* _AIM OF THE TASK_
Copy out the lines below word for word, leaving out the pictures.

* _ENTRIES PROVIDED_

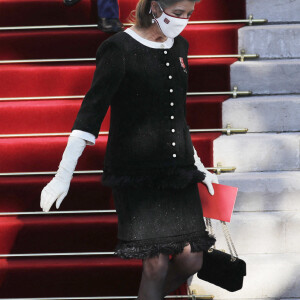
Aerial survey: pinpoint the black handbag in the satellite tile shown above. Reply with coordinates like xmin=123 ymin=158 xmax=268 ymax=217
xmin=197 ymin=218 xmax=246 ymax=292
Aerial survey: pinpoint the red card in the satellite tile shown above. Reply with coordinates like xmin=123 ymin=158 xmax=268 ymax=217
xmin=198 ymin=182 xmax=238 ymax=222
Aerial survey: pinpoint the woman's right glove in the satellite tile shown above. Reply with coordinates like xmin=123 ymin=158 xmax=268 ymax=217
xmin=40 ymin=136 xmax=87 ymax=212
xmin=193 ymin=146 xmax=219 ymax=195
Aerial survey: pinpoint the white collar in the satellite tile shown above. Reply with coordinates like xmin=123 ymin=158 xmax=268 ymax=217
xmin=124 ymin=27 xmax=174 ymax=49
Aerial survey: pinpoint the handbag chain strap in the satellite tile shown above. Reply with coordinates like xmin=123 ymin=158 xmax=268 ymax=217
xmin=204 ymin=217 xmax=238 ymax=261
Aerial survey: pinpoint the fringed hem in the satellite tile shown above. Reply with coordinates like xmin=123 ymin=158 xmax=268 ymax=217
xmin=102 ymin=165 xmax=206 ymax=189
xmin=115 ymin=230 xmax=216 ymax=259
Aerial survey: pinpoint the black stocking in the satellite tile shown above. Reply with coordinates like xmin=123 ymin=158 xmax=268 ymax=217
xmin=138 ymin=253 xmax=169 ymax=300
xmin=163 ymin=244 xmax=203 ymax=297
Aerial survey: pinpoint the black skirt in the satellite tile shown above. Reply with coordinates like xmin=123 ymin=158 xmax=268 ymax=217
xmin=112 ymin=183 xmax=216 ymax=259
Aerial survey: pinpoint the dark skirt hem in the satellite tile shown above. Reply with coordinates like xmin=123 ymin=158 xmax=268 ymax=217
xmin=115 ymin=230 xmax=216 ymax=259
xmin=102 ymin=164 xmax=206 ymax=189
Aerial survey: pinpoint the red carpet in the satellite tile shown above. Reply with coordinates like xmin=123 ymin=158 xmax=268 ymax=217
xmin=0 ymin=0 xmax=245 ymax=298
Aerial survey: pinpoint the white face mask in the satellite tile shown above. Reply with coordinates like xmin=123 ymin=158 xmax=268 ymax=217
xmin=149 ymin=2 xmax=189 ymax=38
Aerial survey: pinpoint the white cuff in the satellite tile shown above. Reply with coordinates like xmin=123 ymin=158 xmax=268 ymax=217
xmin=70 ymin=129 xmax=96 ymax=146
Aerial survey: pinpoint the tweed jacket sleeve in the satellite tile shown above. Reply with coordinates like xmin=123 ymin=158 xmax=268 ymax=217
xmin=71 ymin=39 xmax=125 ymax=139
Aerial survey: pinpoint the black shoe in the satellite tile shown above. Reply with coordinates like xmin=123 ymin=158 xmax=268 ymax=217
xmin=63 ymin=0 xmax=80 ymax=6
xmin=98 ymin=18 xmax=125 ymax=32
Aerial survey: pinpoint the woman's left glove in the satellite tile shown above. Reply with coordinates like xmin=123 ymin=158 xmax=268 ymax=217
xmin=193 ymin=146 xmax=219 ymax=195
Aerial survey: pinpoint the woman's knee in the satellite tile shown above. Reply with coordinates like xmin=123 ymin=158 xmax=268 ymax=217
xmin=174 ymin=244 xmax=203 ymax=275
xmin=143 ymin=254 xmax=169 ymax=280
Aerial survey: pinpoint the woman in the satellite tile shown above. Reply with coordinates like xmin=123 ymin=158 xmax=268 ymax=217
xmin=41 ymin=0 xmax=218 ymax=300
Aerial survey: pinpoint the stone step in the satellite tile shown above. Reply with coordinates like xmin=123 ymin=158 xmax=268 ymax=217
xmin=230 ymin=59 xmax=300 ymax=95
xmin=206 ymin=210 xmax=300 ymax=255
xmin=218 ymin=171 xmax=300 ymax=212
xmin=188 ymin=253 xmax=300 ymax=300
xmin=222 ymin=95 xmax=300 ymax=132
xmin=246 ymin=0 xmax=300 ymax=23
xmin=238 ymin=24 xmax=300 ymax=58
xmin=213 ymin=132 xmax=300 ymax=173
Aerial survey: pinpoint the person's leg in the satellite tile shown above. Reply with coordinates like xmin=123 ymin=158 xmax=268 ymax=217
xmin=137 ymin=253 xmax=169 ymax=300
xmin=163 ymin=244 xmax=203 ymax=296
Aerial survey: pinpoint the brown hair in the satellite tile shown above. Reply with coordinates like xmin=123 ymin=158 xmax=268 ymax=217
xmin=127 ymin=0 xmax=201 ymax=28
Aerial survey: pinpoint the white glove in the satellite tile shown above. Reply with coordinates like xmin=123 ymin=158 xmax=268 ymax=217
xmin=40 ymin=136 xmax=87 ymax=212
xmin=193 ymin=146 xmax=219 ymax=195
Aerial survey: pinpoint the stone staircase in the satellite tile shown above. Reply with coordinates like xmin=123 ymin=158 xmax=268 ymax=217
xmin=188 ymin=0 xmax=300 ymax=300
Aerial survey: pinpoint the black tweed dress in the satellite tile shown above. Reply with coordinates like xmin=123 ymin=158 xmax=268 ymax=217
xmin=113 ymin=183 xmax=216 ymax=259
xmin=108 ymin=28 xmax=216 ymax=259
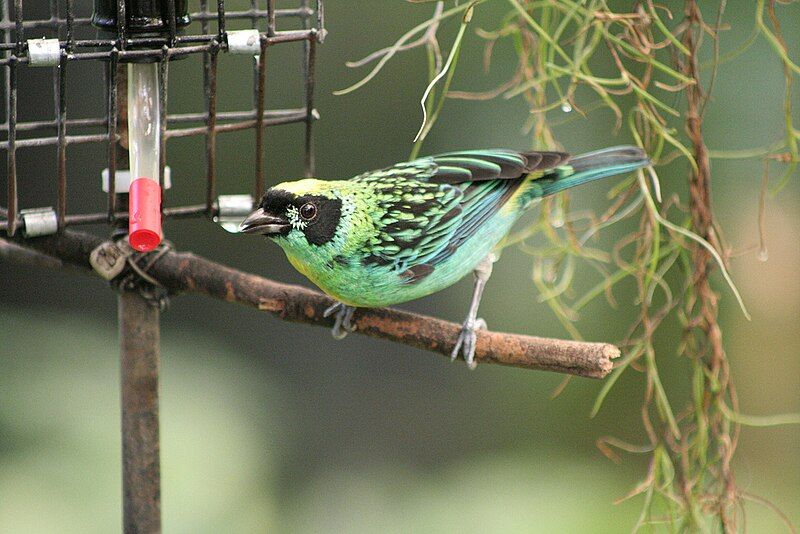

* _ANSWER FOR THE TASK_
Aerial survey: pinpoint the black handbag in the satellite tile shown above. Reply with coordinates like xmin=123 ymin=158 xmax=268 ymax=217
xmin=197 ymin=218 xmax=246 ymax=292
Aerial survey: pinpoint the red card in the satellite tile shown above. Reply with coordinates like xmin=123 ymin=158 xmax=268 ymax=217
xmin=198 ymin=182 xmax=238 ymax=222
Aerial survey: pinpoint the woman's right glove in the satellite tile shown above. Reply with coordinates like xmin=123 ymin=158 xmax=268 ymax=217
xmin=40 ymin=136 xmax=87 ymax=212
xmin=193 ymin=146 xmax=219 ymax=195
Aerial survey: pinpoint the white collar in the satellite tile shown above. Reply with coordinates like xmin=123 ymin=158 xmax=268 ymax=217
xmin=124 ymin=27 xmax=174 ymax=49
Aerial survey: pinpoint the handbag chain strap in the satellite tile shown above. Reply with coordinates like xmin=123 ymin=158 xmax=268 ymax=217
xmin=204 ymin=217 xmax=238 ymax=261
Aerial survey: pinpoint the fringed hem in the satellite tile shown above. Reply with coordinates like xmin=123 ymin=158 xmax=268 ymax=217
xmin=102 ymin=165 xmax=206 ymax=189
xmin=115 ymin=230 xmax=216 ymax=259
Aerial survey: pinpoint the black stocking in the satellite tile shown above. Reply with coordinates like xmin=123 ymin=158 xmax=268 ymax=217
xmin=138 ymin=253 xmax=169 ymax=300
xmin=163 ymin=244 xmax=203 ymax=297
Aerial survey: pinpoint the black skirt in the satellite tile shown above. Reply with coordinates like xmin=123 ymin=158 xmax=268 ymax=217
xmin=112 ymin=183 xmax=216 ymax=259
Aerial survey: pinpoint the dark skirt hem in the satellite tile shown above. Reply with coordinates like xmin=123 ymin=158 xmax=268 ymax=217
xmin=115 ymin=230 xmax=216 ymax=259
xmin=102 ymin=164 xmax=206 ymax=189
Aerial survey: pinpoint the red carpet in the satellite tile shown above. Reply with coordinates like xmin=123 ymin=158 xmax=268 ymax=217
xmin=0 ymin=0 xmax=245 ymax=298
Aerial survey: pinpoint the white face mask in the satellite tile shown above. Reply with coordinates like xmin=123 ymin=158 xmax=268 ymax=217
xmin=149 ymin=2 xmax=189 ymax=38
Aerial survey: pinpoint the white cuff in the satellite tile shown above. Reply with coordinates like xmin=123 ymin=158 xmax=268 ymax=217
xmin=70 ymin=129 xmax=96 ymax=146
Aerial survey: pinpoint the tweed jacket sleeve in the satellite tile shown above. Reply with coordinates like xmin=123 ymin=158 xmax=268 ymax=217
xmin=71 ymin=39 xmax=125 ymax=139
Aerial survey: pinpoint the black shoe in the satellite tile shown above. Reply with coordinates like xmin=123 ymin=158 xmax=268 ymax=217
xmin=63 ymin=0 xmax=80 ymax=6
xmin=98 ymin=18 xmax=125 ymax=32
Aerial survey: pinpoint the woman's left glove in the satellite tile shown above. Reply with coordinates like xmin=123 ymin=158 xmax=268 ymax=217
xmin=193 ymin=146 xmax=219 ymax=195
Aerial survey: pinpoint the woman's knee in the satellite tile shown above. Reply with coordinates like xmin=123 ymin=158 xmax=268 ymax=217
xmin=174 ymin=244 xmax=203 ymax=275
xmin=143 ymin=254 xmax=169 ymax=280
Aerial survey: pinpoint the woman in the satellite tile shown above. Reply with coordinates like xmin=123 ymin=158 xmax=268 ymax=217
xmin=41 ymin=0 xmax=218 ymax=300
Aerial survey: pinpoint the stone step in the satellite tile shown above. Reply with coordinates like xmin=123 ymin=158 xmax=268 ymax=217
xmin=230 ymin=59 xmax=300 ymax=95
xmin=206 ymin=210 xmax=300 ymax=255
xmin=218 ymin=171 xmax=300 ymax=212
xmin=188 ymin=253 xmax=300 ymax=300
xmin=222 ymin=95 xmax=300 ymax=132
xmin=246 ymin=0 xmax=300 ymax=23
xmin=238 ymin=24 xmax=300 ymax=58
xmin=213 ymin=132 xmax=300 ymax=173
Aerial survey: pinpoint the person's leg in the satellite tile shown above. Reply with coordinates like xmin=123 ymin=158 xmax=268 ymax=217
xmin=137 ymin=253 xmax=169 ymax=300
xmin=163 ymin=244 xmax=203 ymax=296
Aerial survey: pinpoint the brown hair in the satellite tile shown above. Reply with coordinates like xmin=123 ymin=158 xmax=268 ymax=217
xmin=127 ymin=0 xmax=201 ymax=28
Aerial survey: pinpoint the white glove in the satellite tile shown above. Reply with coordinates like xmin=123 ymin=158 xmax=268 ymax=217
xmin=40 ymin=136 xmax=87 ymax=212
xmin=193 ymin=146 xmax=219 ymax=195
Aerial survey: pinpoint the stone staircase in the satellite tile shown above. Reply with coordinates like xmin=123 ymin=158 xmax=268 ymax=217
xmin=188 ymin=0 xmax=300 ymax=300
Aerial survey: pinpoint the black tweed dress in the satellite tile shown above. Reply with coordinates like xmin=123 ymin=158 xmax=268 ymax=217
xmin=113 ymin=183 xmax=216 ymax=259
xmin=108 ymin=28 xmax=216 ymax=259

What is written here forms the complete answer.